Print the records below word for word, but leave out the pictures.

————

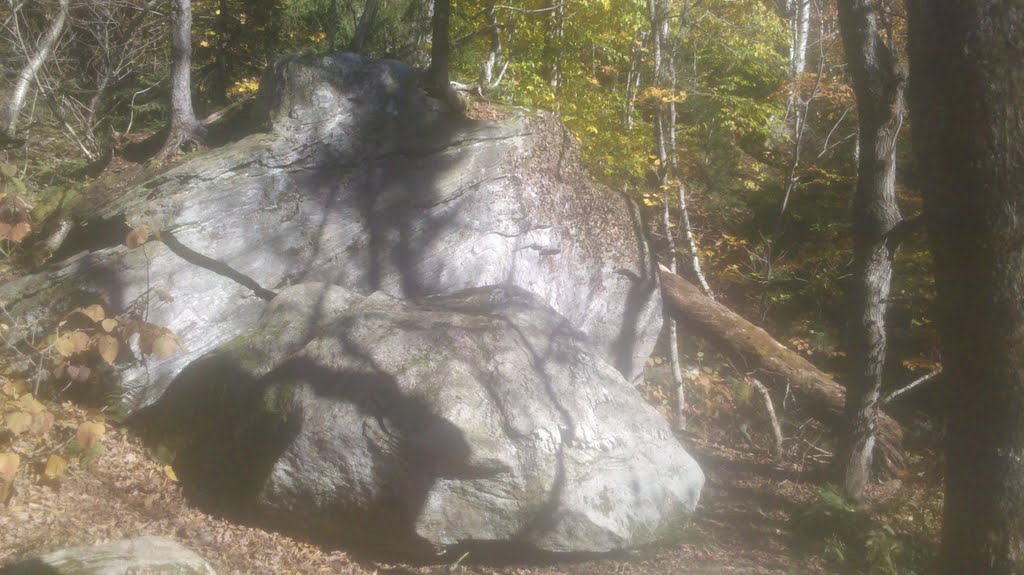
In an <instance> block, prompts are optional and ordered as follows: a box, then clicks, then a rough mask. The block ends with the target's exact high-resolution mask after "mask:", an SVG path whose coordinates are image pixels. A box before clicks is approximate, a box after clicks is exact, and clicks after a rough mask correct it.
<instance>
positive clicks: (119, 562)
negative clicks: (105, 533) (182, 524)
mask: <svg viewBox="0 0 1024 575" xmlns="http://www.w3.org/2000/svg"><path fill="white" fill-rule="evenodd" d="M0 573H3V574H4V575H40V574H42V573H45V574H50V575H132V574H136V573H146V574H151V575H215V573H214V571H213V568H212V567H210V564H208V563H207V562H206V561H204V560H203V558H201V557H199V556H198V555H196V554H195V552H193V551H190V550H188V549H186V548H185V547H182V546H181V545H179V544H178V543H176V542H174V541H171V540H169V539H164V538H163V537H138V538H136V539H125V540H121V541H113V542H110V543H104V544H101V545H93V546H84V547H73V548H69V549H61V550H58V551H53V552H51V554H46V555H44V556H40V557H38V558H36V559H30V560H28V561H24V562H22V563H18V564H15V565H12V566H10V567H7V568H6V569H2V570H0Z"/></svg>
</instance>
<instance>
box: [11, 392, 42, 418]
mask: <svg viewBox="0 0 1024 575" xmlns="http://www.w3.org/2000/svg"><path fill="white" fill-rule="evenodd" d="M17 406H18V407H20V408H22V409H24V410H25V411H28V412H29V413H39V412H40V411H45V410H46V406H44V405H43V404H42V403H39V400H38V399H36V398H35V397H32V394H31V393H27V394H25V395H23V396H22V397H19V398H17Z"/></svg>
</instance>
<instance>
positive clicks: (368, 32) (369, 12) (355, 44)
mask: <svg viewBox="0 0 1024 575" xmlns="http://www.w3.org/2000/svg"><path fill="white" fill-rule="evenodd" d="M332 1H337V0H332ZM380 7H381V0H367V1H366V3H364V4H362V14H361V15H359V24H358V25H357V26H356V27H355V34H353V35H352V42H351V43H350V44H349V45H348V51H349V52H360V51H362V46H364V44H366V43H367V40H368V39H369V38H370V28H371V27H372V26H373V25H374V20H375V19H377V11H378V10H379V9H380ZM336 17H337V16H336Z"/></svg>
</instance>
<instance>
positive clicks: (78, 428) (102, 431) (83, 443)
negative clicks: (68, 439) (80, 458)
mask: <svg viewBox="0 0 1024 575" xmlns="http://www.w3.org/2000/svg"><path fill="white" fill-rule="evenodd" d="M105 434H106V426H104V425H103V423H102V422H85V423H83V424H82V425H80V426H78V444H79V445H81V446H82V449H88V448H90V447H92V446H93V445H95V444H96V443H99V440H101V439H102V438H103V435H105Z"/></svg>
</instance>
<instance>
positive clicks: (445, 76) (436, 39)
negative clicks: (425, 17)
mask: <svg viewBox="0 0 1024 575" xmlns="http://www.w3.org/2000/svg"><path fill="white" fill-rule="evenodd" d="M451 11H452V0H434V16H433V20H432V21H433V38H432V39H431V41H430V69H429V70H428V71H427V89H428V91H429V92H430V93H432V94H433V95H434V96H436V97H438V98H442V99H445V98H447V94H449V92H450V91H451V89H452V86H451V84H450V83H449V75H447V68H449V63H447V62H449V42H450V38H449V19H450V17H451Z"/></svg>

————

Answer space:
In an <instance> block, prompts are optional and ordered as follows: a box, then clicks, then a rough mask. The block ends with the target's exact high-resolution mask after "mask:", an SVG path whose coordinates are image pixels. A box before clicks is approximate, a box after clicks is exact, and clicks after a rough mask correct it.
<instance>
positive clicks: (119, 562)
negative clicks: (105, 533) (182, 524)
mask: <svg viewBox="0 0 1024 575" xmlns="http://www.w3.org/2000/svg"><path fill="white" fill-rule="evenodd" d="M0 573H3V574H4V575H40V574H42V573H45V574H50V575H132V574H136V573H146V574H151V575H215V573H214V571H213V568H212V567H210V564H208V563H207V562H206V561H204V560H203V558H201V557H199V556H198V555H196V554H195V552H193V551H190V550H188V549H186V548H185V547H182V546H181V545H179V544H178V543H176V542H174V541H171V540H169V539H164V538H163V537H138V538H136V539H125V540H121V541H113V542H110V543H104V544H101V545H93V546H84V547H73V548H69V549H61V550H58V551H53V552H51V554H46V555H44V556H40V557H38V558H36V559H30V560H28V561H24V562H22V563H18V564H15V565H12V566H10V567H7V568H6V569H2V570H0Z"/></svg>
</instance>
<instance>
box: [11, 392, 42, 418]
mask: <svg viewBox="0 0 1024 575" xmlns="http://www.w3.org/2000/svg"><path fill="white" fill-rule="evenodd" d="M17 406H18V407H20V408H22V409H24V410H25V411H28V412H29V413H39V412H40V411H45V410H46V406H44V405H43V404H42V403H39V400H38V399H36V398H35V397H32V394H31V393H27V394H25V395H23V396H22V397H19V398H17Z"/></svg>
</instance>
<instance>
positive clicks: (368, 32) (369, 12) (355, 44)
mask: <svg viewBox="0 0 1024 575" xmlns="http://www.w3.org/2000/svg"><path fill="white" fill-rule="evenodd" d="M332 1H337V0H332ZM380 7H381V0H367V1H366V3H364V4H362V14H361V15H359V24H358V25H357V26H356V27H355V34H353V35H352V42H351V43H350V44H349V45H348V51H349V52H360V51H362V46H364V44H366V43H367V40H368V39H369V38H370V28H371V27H372V26H373V25H374V20H375V19H377V11H378V10H379V9H380ZM336 17H337V16H336Z"/></svg>
</instance>
<instance>
positive clicks: (78, 428) (102, 431) (83, 443)
negative clicks: (68, 439) (80, 458)
mask: <svg viewBox="0 0 1024 575" xmlns="http://www.w3.org/2000/svg"><path fill="white" fill-rule="evenodd" d="M105 434H106V426H104V425H103V423H102V422H85V423H83V424H82V425H80V426H78V444H79V445H81V446H82V449H88V448H90V447H92V446H93V445H95V444H96V443H99V440H101V439H102V438H103V435H105Z"/></svg>
</instance>
<instance>
positive clicks: (445, 76) (436, 39)
negative clicks: (425, 17)
mask: <svg viewBox="0 0 1024 575" xmlns="http://www.w3.org/2000/svg"><path fill="white" fill-rule="evenodd" d="M451 11H452V0H434V16H433V20H432V21H433V38H432V39H431V41H430V69H429V70H428V71H427V89H428V91H429V92H430V93H432V94H433V95H434V96H436V97H438V98H442V99H445V98H447V94H449V92H450V91H451V89H452V86H451V84H450V83H449V75H447V68H449V63H447V62H449V42H450V38H449V19H450V17H451Z"/></svg>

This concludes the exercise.